Render every item below as a numbered list, omitting blank lines. Leave the pictures out.

********

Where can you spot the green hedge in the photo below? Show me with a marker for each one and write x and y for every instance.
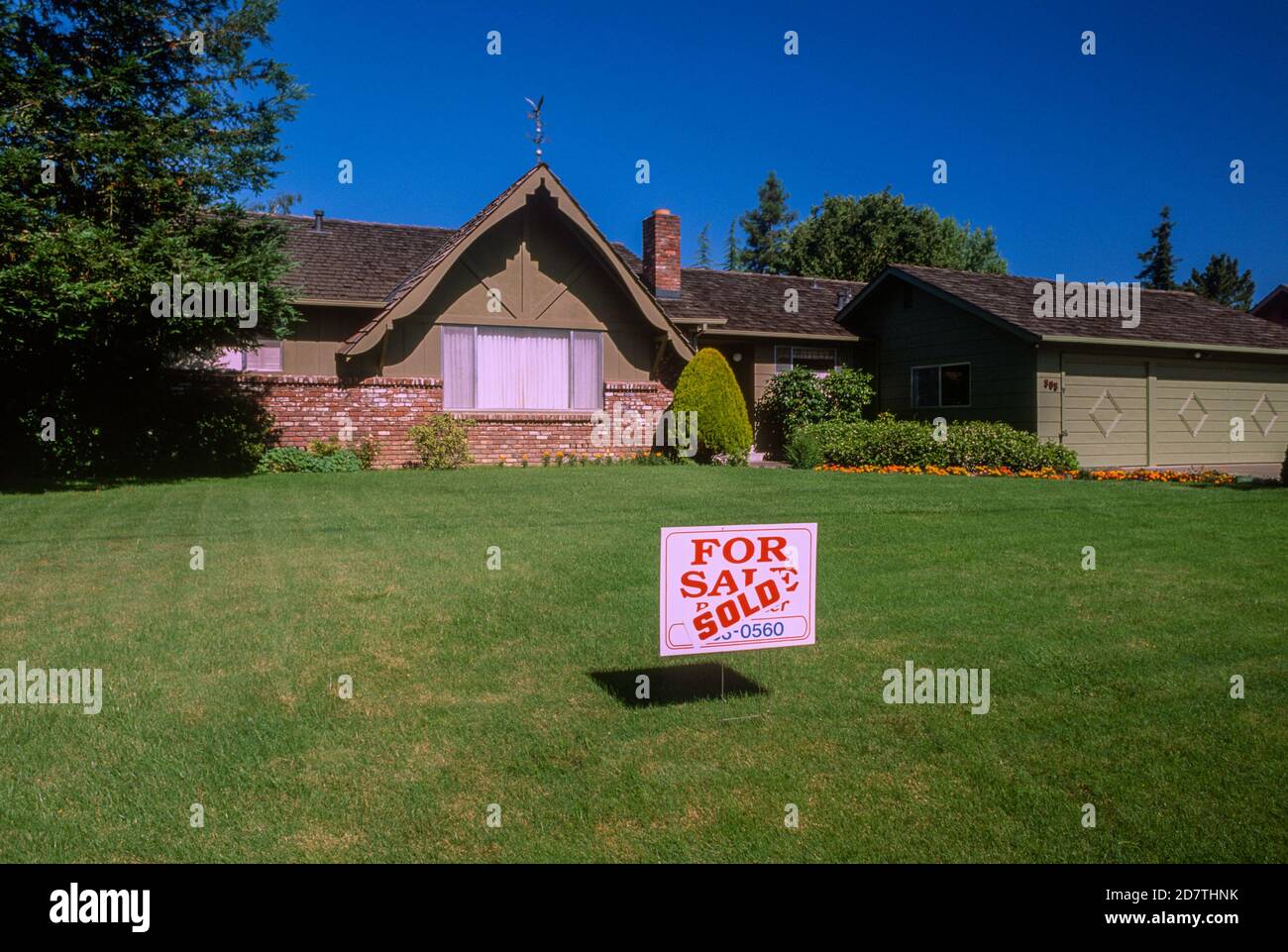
(889, 442)
(291, 459)
(708, 388)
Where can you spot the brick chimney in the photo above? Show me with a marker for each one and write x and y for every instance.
(662, 254)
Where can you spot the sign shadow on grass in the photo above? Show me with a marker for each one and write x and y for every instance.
(677, 685)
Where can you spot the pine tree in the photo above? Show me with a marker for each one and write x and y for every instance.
(1222, 281)
(1159, 270)
(767, 227)
(703, 248)
(733, 254)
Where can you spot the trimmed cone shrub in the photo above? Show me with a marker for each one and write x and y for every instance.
(708, 388)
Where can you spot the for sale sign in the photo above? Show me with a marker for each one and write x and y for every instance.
(737, 587)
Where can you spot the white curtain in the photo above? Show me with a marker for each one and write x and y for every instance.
(588, 370)
(458, 368)
(522, 369)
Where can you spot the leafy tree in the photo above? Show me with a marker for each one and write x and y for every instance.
(733, 254)
(703, 248)
(127, 132)
(1159, 270)
(279, 204)
(1222, 281)
(767, 227)
(853, 239)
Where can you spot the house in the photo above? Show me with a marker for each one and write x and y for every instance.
(526, 320)
(1179, 381)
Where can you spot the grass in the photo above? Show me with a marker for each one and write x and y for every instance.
(475, 687)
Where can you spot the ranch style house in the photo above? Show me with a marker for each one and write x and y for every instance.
(527, 320)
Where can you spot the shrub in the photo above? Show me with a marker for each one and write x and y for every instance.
(889, 442)
(368, 451)
(291, 459)
(804, 450)
(999, 445)
(442, 442)
(326, 447)
(708, 388)
(800, 398)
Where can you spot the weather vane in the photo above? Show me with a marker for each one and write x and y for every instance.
(537, 137)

********

=== FINISHED ANSWER ===
1. Where can you spot the green hedge in the photo below? Show me with a marker for each one and write x and y for every instance.
2. (889, 442)
3. (291, 459)
4. (708, 388)
5. Where can you spot the brick chimney in the photo above? Show me with a marker for each one and write x and y for every instance.
6. (662, 254)
7. Where can you spot the sign shadow on grass in the photo above? Show me with a marker for each one and write x and y for every instance.
8. (677, 685)
9. Where can you spot the pine tree in the photo above? Show me with a marker for each one and write x and y for every instance.
10. (1222, 281)
11. (1159, 270)
12. (767, 227)
13. (703, 248)
14. (733, 254)
15. Where can you spot the trimmed cone shrub in the photo above? Show me with a marker for each one and write x and y for every instance.
16. (708, 388)
17. Where can you spot the for sale sign in the photo above? Show me with a marker for each one and write x and y for every instance.
18. (737, 587)
19. Where can you spot the white curtain in the photo above? Show me with a marker for each one and write x and y for every instance.
20. (588, 370)
21. (458, 368)
22. (522, 369)
23. Where can you spot the leafy tree in the photo above? Show me with a marker for each one and write x and y for every instance.
24. (733, 254)
25. (703, 248)
26. (127, 132)
27. (1159, 270)
28. (279, 204)
29. (1222, 281)
30. (767, 227)
31. (853, 239)
32. Where can you spot the house in the photo above? Show me with a marker for each one and write x and y for every instance.
33. (526, 320)
34. (1179, 381)
35. Where can you spot the grass in the photo above? Show me with a marker for each one and write x and y for every instance.
36. (475, 687)
37. Where can you spot the ranch style house in the photo above? Show me with a marker for each one and write x and y for every instance.
38. (527, 320)
39. Where can you spot the shrub in the photo above? Show me with a marker for each one and write x and y for every instance.
40. (889, 442)
41. (368, 451)
42. (291, 459)
43. (804, 450)
44. (999, 445)
45. (442, 442)
46. (326, 447)
47. (708, 388)
48. (800, 398)
49. Where can you spot the weather vane in the photo above? Show me with a marker for each one and write x and y for every instance.
50. (537, 137)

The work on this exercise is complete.